[O que fazer] Segundo o texto apresentado, qual aforismo Lacan propõe em “Les non-dupes errent”?

[Texto apresentado]
|---|
Lacan, em “Les non-dupes errent”, propõe o aforismo: “O ser sexuado se autoriza de si mesmo e de alguns outros” (tradução nossa). Essa sentença que reverbera entre os psicanalistas não reduz a ideia da escolha para o ser sexuado. A questão simbólica imposta pelo binarismo homem/mulher permite também avançar teoricamente a partir das fórmulas da sexuação. Nas palavras de Lacan:
“(…) o ser sexual se autoriza de si mesmo. É nesse sentido que… que ele tem a ‘escolha’. Quero dizer que isto a que a gente ‘se limita’ enfim para classificar como ‘masculino’ ou ‘feminino’ no registro civil… enfim, isso… Isso não impede que haja escolha. (…) Ele não se autoriza senão por ele mesmo e eu acrescentaria: e por alguns outros.” (LACAN 1973, aula de 9/2/1974).
|---|
[Trechos dos registros]
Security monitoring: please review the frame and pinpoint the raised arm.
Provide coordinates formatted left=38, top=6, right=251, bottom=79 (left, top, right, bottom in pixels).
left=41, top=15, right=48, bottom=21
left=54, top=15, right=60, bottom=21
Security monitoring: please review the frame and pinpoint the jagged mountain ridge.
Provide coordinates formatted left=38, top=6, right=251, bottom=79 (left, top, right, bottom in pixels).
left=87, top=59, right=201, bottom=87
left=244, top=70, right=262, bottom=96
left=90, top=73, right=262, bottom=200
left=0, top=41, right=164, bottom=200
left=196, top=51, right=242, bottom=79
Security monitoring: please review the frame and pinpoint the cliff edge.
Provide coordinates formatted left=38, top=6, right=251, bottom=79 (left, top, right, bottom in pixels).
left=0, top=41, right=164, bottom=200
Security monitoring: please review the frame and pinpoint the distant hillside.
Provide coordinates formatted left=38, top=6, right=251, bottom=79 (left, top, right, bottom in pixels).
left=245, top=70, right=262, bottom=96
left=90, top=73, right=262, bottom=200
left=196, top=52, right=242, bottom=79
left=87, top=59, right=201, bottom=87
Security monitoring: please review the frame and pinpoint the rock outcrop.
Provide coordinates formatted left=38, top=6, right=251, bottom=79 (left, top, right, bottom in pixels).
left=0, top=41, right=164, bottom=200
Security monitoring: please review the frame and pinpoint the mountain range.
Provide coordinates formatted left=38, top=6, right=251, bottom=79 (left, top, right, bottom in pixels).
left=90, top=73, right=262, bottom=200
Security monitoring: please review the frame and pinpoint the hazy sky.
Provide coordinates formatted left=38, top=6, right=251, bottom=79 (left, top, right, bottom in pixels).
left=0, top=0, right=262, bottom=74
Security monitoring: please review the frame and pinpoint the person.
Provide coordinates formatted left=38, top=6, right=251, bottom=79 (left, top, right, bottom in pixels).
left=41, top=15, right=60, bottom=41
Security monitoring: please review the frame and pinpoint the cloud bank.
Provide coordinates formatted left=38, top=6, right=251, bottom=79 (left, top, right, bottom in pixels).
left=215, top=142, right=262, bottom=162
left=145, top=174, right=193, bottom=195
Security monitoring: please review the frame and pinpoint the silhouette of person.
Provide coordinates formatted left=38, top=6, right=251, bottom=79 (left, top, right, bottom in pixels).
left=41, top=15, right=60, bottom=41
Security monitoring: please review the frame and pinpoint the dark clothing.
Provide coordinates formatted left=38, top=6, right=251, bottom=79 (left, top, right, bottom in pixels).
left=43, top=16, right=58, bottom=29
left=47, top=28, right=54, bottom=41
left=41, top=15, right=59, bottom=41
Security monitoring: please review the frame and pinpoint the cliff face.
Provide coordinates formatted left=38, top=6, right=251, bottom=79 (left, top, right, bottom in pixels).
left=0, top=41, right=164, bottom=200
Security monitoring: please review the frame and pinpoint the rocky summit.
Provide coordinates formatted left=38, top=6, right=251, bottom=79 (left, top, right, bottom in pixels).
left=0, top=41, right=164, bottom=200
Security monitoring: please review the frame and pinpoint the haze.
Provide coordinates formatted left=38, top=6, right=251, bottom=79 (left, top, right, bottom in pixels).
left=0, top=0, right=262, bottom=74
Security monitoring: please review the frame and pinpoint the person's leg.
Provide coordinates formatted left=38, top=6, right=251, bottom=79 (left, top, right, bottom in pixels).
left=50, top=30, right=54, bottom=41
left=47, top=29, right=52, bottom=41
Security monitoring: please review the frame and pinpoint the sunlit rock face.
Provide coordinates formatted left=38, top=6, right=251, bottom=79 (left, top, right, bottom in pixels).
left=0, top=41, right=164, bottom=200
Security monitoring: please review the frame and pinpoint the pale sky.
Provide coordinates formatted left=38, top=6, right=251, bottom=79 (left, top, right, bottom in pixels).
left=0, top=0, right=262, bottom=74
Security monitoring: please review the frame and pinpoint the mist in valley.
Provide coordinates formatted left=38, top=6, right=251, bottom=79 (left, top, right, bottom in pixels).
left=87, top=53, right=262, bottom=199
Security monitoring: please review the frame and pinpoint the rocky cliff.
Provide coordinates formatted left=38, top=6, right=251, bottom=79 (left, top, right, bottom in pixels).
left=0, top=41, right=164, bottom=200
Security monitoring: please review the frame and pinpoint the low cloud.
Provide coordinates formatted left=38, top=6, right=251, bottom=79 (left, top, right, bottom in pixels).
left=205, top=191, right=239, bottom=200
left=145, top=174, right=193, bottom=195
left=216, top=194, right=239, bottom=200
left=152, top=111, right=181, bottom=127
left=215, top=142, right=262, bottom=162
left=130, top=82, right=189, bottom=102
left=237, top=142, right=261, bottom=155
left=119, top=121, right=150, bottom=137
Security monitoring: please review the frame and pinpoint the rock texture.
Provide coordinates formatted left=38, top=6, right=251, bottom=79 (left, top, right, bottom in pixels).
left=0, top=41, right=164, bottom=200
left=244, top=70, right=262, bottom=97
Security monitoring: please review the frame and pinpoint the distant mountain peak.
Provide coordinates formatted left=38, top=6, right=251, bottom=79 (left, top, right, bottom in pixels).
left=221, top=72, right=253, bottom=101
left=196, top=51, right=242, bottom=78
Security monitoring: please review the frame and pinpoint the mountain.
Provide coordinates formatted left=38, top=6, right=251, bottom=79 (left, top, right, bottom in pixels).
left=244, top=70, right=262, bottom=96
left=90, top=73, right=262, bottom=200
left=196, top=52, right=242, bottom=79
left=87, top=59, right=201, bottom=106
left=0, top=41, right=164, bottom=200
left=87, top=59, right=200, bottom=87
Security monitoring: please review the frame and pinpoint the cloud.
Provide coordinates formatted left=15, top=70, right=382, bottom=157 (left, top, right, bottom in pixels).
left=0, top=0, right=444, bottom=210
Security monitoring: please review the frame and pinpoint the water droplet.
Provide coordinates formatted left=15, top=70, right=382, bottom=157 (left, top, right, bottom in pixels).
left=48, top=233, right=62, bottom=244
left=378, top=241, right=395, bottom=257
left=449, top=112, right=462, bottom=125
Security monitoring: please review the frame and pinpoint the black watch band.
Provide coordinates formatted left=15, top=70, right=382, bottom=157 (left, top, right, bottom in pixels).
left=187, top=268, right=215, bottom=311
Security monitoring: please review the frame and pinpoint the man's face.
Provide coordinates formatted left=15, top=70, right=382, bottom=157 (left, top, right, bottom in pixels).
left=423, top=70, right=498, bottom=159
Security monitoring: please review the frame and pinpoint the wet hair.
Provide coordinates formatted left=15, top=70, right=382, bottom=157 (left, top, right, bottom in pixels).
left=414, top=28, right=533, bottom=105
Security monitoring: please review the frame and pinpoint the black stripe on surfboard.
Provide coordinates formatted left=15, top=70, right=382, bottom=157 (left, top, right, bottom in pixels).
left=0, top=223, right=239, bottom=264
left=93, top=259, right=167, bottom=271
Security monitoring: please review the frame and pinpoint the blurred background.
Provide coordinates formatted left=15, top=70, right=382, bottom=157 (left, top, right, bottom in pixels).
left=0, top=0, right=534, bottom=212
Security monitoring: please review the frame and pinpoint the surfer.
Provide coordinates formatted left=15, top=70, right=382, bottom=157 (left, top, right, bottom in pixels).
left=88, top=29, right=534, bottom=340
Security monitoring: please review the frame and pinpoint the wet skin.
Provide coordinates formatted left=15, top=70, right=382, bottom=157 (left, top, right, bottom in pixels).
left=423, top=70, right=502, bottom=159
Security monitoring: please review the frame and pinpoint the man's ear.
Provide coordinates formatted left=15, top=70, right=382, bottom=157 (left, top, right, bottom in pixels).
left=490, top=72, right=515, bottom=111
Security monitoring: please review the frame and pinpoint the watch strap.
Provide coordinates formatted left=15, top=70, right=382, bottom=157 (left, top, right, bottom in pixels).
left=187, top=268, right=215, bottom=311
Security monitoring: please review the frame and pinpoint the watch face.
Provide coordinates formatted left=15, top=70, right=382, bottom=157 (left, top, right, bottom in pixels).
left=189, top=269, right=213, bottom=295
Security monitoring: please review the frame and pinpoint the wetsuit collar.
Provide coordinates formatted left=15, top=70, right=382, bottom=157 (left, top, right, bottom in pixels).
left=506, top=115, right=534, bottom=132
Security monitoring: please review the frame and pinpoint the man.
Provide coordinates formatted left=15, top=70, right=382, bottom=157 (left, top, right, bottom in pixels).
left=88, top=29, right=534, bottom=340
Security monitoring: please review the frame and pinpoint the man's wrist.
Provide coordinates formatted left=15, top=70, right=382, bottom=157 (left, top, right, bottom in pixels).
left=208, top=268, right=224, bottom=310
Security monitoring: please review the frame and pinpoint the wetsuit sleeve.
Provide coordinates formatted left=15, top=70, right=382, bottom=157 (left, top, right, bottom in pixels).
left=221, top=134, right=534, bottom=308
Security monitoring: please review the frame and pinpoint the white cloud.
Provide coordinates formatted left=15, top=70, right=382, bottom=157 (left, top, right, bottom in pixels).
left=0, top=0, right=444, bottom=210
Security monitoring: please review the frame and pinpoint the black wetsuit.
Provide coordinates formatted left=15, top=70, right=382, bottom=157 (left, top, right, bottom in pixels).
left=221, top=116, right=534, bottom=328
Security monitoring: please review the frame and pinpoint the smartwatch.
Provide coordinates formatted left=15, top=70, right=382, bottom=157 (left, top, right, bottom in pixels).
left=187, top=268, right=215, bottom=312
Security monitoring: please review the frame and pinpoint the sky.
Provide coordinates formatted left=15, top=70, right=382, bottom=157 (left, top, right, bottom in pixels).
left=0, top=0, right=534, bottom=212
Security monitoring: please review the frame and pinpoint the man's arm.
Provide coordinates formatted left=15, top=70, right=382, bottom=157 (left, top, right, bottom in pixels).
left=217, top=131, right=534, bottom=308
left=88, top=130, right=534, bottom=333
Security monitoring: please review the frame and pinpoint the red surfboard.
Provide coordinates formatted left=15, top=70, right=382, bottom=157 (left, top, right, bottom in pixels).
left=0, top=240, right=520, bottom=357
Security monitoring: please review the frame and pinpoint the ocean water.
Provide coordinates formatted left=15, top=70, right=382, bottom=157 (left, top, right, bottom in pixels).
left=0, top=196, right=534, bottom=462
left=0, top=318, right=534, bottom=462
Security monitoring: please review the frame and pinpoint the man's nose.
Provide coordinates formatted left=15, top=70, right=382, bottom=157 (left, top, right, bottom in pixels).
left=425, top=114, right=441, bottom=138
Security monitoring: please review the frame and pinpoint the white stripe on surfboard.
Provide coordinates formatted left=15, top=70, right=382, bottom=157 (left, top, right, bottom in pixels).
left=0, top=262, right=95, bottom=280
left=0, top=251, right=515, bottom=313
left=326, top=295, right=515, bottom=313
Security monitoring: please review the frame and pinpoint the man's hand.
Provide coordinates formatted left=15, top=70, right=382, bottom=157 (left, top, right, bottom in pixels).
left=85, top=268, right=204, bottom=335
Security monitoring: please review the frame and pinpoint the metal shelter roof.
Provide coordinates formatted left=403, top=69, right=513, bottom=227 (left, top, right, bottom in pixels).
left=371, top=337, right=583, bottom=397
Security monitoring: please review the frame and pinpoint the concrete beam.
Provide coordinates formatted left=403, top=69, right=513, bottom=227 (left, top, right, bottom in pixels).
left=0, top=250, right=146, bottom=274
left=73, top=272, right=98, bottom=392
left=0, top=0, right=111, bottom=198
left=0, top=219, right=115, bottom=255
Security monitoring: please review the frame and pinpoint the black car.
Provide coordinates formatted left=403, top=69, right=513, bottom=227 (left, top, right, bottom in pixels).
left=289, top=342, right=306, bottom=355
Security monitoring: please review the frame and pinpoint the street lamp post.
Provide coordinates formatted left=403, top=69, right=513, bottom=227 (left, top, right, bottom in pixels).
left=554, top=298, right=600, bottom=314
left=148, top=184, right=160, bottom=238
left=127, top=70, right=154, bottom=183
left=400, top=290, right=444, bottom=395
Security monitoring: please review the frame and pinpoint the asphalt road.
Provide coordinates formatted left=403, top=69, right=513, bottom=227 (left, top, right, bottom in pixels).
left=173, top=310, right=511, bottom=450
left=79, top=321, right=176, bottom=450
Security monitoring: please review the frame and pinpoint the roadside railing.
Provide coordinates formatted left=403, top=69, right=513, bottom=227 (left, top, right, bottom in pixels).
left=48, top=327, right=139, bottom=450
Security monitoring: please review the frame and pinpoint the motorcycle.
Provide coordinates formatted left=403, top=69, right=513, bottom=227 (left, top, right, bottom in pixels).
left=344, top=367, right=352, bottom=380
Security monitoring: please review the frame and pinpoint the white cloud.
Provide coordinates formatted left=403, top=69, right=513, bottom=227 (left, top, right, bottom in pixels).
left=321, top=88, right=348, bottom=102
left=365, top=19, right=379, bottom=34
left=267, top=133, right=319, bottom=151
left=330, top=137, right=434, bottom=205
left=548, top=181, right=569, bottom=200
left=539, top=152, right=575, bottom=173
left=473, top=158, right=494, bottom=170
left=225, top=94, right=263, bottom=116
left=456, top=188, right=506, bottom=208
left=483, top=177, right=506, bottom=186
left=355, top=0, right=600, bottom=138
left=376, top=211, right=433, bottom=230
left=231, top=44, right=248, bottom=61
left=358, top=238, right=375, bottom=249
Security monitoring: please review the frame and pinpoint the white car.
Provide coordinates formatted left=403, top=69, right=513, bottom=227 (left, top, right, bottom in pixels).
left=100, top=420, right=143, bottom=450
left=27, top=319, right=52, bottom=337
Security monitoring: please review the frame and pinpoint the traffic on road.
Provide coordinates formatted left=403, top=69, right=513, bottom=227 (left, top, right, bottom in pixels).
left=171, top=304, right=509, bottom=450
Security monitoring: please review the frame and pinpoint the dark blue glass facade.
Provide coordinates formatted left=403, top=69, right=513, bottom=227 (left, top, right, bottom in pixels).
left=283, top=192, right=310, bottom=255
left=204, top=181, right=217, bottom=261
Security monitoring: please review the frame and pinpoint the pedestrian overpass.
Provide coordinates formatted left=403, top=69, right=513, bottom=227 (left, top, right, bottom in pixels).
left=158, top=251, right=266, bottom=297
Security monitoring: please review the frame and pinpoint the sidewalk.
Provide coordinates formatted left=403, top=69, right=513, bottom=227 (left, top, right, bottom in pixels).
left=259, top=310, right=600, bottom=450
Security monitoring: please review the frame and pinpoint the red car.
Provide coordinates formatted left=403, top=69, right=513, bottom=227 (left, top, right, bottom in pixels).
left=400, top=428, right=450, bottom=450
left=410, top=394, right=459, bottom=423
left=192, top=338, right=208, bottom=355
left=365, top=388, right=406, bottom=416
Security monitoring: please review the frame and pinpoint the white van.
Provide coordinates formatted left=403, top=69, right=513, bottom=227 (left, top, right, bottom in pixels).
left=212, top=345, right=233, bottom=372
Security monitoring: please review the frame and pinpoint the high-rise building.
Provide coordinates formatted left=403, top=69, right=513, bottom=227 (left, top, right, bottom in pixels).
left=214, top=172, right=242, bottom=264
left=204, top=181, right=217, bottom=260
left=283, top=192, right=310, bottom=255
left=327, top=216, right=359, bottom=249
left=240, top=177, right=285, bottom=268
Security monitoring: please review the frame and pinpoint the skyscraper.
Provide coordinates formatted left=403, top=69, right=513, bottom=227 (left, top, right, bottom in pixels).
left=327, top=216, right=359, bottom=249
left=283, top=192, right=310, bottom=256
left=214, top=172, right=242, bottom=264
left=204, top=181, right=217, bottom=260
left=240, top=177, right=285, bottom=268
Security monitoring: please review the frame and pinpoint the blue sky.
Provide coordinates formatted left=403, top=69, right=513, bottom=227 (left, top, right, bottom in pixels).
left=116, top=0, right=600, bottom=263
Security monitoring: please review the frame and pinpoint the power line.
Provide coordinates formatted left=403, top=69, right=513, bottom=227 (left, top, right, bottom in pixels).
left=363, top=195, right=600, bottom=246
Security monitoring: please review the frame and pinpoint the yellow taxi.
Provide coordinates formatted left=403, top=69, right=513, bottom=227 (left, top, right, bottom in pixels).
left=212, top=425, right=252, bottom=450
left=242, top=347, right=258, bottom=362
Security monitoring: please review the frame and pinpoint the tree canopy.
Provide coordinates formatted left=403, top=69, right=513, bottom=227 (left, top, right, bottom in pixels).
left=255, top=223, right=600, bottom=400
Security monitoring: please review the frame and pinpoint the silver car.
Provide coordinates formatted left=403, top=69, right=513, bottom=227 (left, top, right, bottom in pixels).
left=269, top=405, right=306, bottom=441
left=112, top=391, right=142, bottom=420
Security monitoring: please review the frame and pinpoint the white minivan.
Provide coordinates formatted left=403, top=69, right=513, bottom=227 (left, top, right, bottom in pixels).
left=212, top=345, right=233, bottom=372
|---|
[Resposta] “O ser sexuado se autoriza de si mesmo e de alguns outros.”